Scientists redid an experiment and found a new possibility of how life on Earth could have started.
In the 1931 movie
“Frankenstein,” Dr Henry Frankenstein howled his triumph as massive bolts of
lightning crackled and Frankenstein’s monster stirred on a laboratory table,
its pieced-together corpse brought to life by the power of electricity.
Electrical energy may
have also sparked the beginnings of life on Earth billions of years ago. Earth
is around 4.5 billion years old, and the oldest direct fossil evidence of
ancient life is stromatolites, microscopic organism preserved in layers known as
microbial mats. These are about 3.5 billion years old. However, some scientists
suspect life originated even earlier, emerging from accumulated organic
molecules in bodies of water, a mixture sometimes referred to as primordial
soup.
But where did that
organic material come from? Decades ago, researchers proposed that lightning
caused chemical reactions in the oceans, and spontaneously produced organic
molecules.
New research suggests
that fizzes of barely visible “microlightning,” generated between charged
droplets of water mist, could have cooked up amino acids from inorganic
materials. Amino acids are life’s most basic building blocks and would have
been the first step forward in the evolution of life.
For amino acids to
form, they needed nitrogen atoms that could bond with carbon. Freeing up atoms
from nitrogen gas requires severing powerful molecular bonds and takes an
enormous amount of energy. Even microlightning has enough energy to break
molecular bonds.
In 1953, chemists
Stanley Miller and Harold Urey combined ammonia, methane, hydrogen and water
inside a glass sphere to mimic the atmosphere of ancient Earth. They then
jolted that atmosphere with electricity, producing simple amino acids. This
experiment supported the theory that life could emerge from nonliving
molecules.

DATA:
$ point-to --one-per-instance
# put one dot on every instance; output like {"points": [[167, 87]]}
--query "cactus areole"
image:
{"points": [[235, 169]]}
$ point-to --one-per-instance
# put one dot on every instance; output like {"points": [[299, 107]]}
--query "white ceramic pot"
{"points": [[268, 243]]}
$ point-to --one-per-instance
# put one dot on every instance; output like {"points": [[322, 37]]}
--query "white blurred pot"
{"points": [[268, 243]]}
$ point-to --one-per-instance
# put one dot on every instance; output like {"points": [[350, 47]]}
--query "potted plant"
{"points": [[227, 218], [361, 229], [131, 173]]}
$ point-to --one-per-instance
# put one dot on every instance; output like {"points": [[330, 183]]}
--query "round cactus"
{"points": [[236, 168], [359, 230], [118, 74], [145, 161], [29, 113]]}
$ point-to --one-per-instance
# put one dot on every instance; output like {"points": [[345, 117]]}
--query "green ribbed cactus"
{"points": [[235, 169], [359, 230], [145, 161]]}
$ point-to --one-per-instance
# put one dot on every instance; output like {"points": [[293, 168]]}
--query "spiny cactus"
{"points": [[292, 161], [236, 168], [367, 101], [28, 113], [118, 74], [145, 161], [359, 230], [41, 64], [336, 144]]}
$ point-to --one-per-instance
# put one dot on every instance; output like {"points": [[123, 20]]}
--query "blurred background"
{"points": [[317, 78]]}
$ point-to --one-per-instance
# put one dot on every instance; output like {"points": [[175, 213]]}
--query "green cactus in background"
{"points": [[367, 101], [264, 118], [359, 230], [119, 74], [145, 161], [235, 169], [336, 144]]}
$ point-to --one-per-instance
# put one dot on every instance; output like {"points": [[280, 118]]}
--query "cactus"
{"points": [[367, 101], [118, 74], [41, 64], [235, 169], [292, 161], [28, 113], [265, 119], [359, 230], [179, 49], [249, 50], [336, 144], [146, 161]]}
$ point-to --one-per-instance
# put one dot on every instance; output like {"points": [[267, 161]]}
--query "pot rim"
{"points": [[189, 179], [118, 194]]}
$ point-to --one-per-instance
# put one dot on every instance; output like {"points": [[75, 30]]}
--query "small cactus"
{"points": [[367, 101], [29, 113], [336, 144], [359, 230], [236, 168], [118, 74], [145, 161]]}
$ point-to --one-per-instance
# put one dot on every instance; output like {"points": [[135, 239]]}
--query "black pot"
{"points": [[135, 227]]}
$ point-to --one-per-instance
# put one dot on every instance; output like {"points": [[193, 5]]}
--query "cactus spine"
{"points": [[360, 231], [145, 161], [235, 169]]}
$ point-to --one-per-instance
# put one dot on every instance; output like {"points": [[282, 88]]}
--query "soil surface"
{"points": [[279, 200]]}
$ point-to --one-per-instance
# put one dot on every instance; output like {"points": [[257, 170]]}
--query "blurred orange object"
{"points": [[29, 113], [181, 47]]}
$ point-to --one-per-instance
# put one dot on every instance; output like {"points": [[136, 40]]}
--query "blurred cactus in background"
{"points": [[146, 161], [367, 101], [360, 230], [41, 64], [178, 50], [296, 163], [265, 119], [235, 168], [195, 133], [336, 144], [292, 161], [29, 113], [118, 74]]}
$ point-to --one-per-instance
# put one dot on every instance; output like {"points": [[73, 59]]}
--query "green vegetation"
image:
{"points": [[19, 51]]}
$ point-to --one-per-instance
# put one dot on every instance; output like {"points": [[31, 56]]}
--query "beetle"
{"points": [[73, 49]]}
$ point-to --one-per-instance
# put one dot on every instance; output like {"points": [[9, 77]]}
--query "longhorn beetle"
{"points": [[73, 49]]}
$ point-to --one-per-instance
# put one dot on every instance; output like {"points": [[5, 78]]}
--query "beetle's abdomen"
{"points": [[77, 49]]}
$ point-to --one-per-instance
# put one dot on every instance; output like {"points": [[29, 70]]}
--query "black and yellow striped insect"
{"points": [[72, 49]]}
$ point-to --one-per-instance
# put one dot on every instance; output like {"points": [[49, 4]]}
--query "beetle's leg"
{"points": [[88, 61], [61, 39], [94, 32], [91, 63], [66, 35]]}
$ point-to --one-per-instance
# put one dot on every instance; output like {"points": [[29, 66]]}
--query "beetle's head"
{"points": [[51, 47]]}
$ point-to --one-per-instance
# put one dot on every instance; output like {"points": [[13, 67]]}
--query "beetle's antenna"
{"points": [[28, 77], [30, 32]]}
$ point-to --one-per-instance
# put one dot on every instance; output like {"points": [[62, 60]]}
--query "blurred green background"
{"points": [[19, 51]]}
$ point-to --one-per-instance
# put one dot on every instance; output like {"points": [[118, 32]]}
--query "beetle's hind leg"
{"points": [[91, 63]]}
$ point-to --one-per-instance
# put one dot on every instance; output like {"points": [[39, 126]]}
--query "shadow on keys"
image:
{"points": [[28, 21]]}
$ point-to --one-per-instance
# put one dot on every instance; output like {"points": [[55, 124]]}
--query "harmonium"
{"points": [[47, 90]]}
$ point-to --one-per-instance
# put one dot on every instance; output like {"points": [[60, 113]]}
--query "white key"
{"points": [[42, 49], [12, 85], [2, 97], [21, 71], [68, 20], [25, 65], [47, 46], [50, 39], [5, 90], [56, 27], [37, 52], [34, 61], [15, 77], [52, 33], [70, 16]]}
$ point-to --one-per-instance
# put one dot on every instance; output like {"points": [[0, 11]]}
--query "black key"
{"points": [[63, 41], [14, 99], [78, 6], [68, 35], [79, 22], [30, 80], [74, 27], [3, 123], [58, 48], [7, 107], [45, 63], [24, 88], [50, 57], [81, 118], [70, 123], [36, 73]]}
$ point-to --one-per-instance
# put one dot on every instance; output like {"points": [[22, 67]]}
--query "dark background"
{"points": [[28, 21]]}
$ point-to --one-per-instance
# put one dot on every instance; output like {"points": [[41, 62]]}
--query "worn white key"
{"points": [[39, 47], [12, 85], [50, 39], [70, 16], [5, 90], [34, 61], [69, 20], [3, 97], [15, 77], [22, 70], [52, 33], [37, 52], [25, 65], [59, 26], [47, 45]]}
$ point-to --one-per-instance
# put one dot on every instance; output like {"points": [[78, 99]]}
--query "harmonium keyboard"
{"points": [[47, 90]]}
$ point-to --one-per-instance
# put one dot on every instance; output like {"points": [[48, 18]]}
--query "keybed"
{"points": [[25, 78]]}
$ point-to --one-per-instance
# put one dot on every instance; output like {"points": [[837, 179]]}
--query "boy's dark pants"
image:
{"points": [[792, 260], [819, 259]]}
--
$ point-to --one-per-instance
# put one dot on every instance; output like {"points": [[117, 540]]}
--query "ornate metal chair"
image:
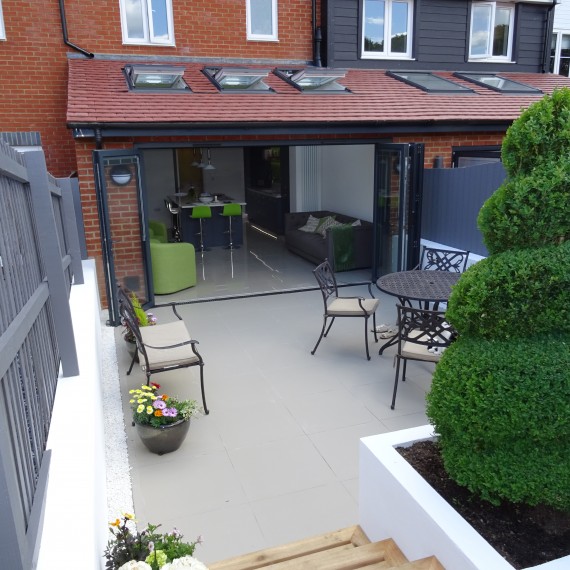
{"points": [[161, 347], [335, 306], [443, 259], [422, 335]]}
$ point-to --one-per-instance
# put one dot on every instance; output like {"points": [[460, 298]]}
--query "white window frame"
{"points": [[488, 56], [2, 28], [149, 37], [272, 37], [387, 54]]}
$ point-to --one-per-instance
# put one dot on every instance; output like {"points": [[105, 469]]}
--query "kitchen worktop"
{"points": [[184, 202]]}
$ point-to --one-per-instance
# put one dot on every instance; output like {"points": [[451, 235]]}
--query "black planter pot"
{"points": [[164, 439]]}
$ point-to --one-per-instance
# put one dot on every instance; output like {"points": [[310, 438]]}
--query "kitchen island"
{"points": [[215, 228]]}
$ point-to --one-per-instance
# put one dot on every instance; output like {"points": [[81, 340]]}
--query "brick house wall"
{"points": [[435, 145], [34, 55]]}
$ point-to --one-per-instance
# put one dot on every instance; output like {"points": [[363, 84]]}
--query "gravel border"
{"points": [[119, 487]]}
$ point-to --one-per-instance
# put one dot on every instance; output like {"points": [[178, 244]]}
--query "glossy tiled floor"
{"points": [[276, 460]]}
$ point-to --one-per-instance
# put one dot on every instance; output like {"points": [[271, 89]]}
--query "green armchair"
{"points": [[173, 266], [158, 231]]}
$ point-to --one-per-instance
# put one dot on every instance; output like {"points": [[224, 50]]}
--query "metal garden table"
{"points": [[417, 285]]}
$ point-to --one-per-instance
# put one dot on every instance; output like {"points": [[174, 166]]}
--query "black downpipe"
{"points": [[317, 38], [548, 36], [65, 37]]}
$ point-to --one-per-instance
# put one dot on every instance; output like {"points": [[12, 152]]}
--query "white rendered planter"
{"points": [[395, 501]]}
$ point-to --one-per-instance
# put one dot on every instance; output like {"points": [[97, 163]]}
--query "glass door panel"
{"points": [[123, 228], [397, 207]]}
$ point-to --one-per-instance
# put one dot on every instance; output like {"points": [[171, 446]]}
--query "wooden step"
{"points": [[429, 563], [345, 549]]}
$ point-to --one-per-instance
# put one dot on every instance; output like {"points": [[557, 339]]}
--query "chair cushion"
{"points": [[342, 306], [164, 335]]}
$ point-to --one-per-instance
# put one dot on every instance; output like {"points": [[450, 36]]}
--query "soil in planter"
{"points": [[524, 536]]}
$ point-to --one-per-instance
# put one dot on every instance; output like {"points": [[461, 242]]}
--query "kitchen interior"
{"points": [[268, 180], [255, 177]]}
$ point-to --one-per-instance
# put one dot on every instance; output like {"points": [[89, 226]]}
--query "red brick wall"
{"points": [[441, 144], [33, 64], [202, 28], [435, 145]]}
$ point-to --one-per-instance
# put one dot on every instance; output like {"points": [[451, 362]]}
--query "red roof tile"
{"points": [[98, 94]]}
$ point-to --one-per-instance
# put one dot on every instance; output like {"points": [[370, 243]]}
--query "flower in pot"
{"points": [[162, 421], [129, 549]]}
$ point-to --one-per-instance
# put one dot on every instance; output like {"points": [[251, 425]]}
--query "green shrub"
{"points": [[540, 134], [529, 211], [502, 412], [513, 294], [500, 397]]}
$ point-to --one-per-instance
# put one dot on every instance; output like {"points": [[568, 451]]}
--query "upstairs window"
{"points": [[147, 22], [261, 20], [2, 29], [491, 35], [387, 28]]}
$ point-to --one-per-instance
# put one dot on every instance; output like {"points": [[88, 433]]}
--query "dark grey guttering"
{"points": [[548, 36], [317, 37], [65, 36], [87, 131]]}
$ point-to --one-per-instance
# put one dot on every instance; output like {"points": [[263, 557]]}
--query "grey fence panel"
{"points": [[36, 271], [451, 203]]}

WHAT IS REQUIRED: Write out the whole article on how life on Earth may have begun, word for word.

ANSWER TO THE TASK:
Scientists redid an experiment and found a new possibility of how life on Earth could have started.
In the 1931 movie
“Frankenstein,” Dr Henry Frankenstein howled his triumph as massive bolts of
lightning crackled and Frankenstein’s monster stirred on a laboratory table,
its pieced-together corpse brought to life by the power of electricity.
Electrical energy may
have also sparked the beginnings of life on Earth billions of years ago. Earth
is around 4.5 billion years old, and the oldest direct fossil evidence of
ancient life is stromatolites, microscopic organism preserved in layers known as
microbial mats. These are about 3.5 billion years old. However, some scientists
suspect life originated even earlier, emerging from accumulated organic
molecules in bodies of water, a mixture sometimes referred to as primordial
soup.
But where did that
organic material come from? Decades ago, researchers proposed that lightning
caused chemical reactions in the oceans, and spontaneously produced organic
molecules.
New research suggests
that fizzes of barely visible “microlightning,” generated between charged
droplets of water mist, could have cooked up amino acids from inorganic
materials. Amino acids are life’s most basic building blocks and would have
been the first step forward in the evolution of life.
For amino acids to
form, they needed nitrogen atoms that could bond with carbon. Freeing up atoms
from nitrogen gas requires severing powerful molecular bonds and takes an
enormous amount of energy. Even microlightning has enough energy to break
molecular bonds.
In 1953, chemists
Stanley Miller and Harold Urey combined ammonia, methane, hydrogen and water
inside a glass sphere to mimic the atmosphere of ancient Earth. They then
jolted that atmosphere with electricity, producing simple amino acids. This
experiment supported the theory that life could emerge from nonliving
molecules.